■ TUJUAN TUGAS ■
Tulis ulang semua baris mulai dari baris yang memuat "Return one point per instance of the baseboard, each" sampai akhir catatan, termasuk kedua ujungnya. Tambahkan 109 pada setiap nilai koordinat dalam jawaban, sedangkan baris lain tetap disalin tanpa perubahan.
--- --- ---
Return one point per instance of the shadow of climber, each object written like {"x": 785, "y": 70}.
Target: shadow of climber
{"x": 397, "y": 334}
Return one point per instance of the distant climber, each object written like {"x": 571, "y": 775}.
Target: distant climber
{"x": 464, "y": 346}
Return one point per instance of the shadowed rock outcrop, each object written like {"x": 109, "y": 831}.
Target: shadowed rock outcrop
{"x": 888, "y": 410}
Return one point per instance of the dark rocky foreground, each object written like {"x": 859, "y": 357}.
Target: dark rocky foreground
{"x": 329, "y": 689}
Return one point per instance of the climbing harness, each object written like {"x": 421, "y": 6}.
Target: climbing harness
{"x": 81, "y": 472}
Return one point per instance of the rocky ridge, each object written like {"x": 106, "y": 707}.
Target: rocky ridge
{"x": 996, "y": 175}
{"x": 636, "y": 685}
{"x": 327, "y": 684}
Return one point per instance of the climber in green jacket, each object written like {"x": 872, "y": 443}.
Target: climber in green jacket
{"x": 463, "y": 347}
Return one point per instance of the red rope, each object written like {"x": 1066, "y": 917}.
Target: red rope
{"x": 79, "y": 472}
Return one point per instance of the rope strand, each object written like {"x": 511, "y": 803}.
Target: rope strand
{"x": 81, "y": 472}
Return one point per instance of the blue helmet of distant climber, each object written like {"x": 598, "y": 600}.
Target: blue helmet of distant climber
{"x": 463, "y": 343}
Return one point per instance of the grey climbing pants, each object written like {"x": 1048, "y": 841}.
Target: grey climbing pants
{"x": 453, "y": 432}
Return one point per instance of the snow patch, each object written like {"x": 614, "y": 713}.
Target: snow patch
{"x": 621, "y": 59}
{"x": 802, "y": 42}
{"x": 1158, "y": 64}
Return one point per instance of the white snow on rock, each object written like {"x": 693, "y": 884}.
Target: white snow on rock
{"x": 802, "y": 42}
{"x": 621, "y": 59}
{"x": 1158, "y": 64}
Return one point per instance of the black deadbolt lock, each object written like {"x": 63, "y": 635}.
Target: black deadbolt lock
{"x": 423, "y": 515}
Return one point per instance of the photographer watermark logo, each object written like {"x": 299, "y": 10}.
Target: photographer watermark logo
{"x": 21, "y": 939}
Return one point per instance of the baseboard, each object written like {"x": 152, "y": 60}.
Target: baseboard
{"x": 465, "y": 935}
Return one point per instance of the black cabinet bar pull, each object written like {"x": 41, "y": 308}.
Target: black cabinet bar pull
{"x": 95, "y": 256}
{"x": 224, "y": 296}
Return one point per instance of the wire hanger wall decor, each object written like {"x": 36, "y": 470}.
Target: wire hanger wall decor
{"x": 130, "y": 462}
--- --- ---
■ KELUARAN LENGKAP ■
Return one point per instance of the baseboard, each object written like {"x": 152, "y": 60}.
Target: baseboard
{"x": 574, "y": 1044}
Return one point per instance of the black cabinet bar pull, each object written like {"x": 41, "y": 308}.
Target: black cabinet bar pull
{"x": 204, "y": 365}
{"x": 333, "y": 405}
Return one point per instance of the wire hanger wall decor, each object written like {"x": 36, "y": 470}.
Target: wire hanger wall decor
{"x": 239, "y": 571}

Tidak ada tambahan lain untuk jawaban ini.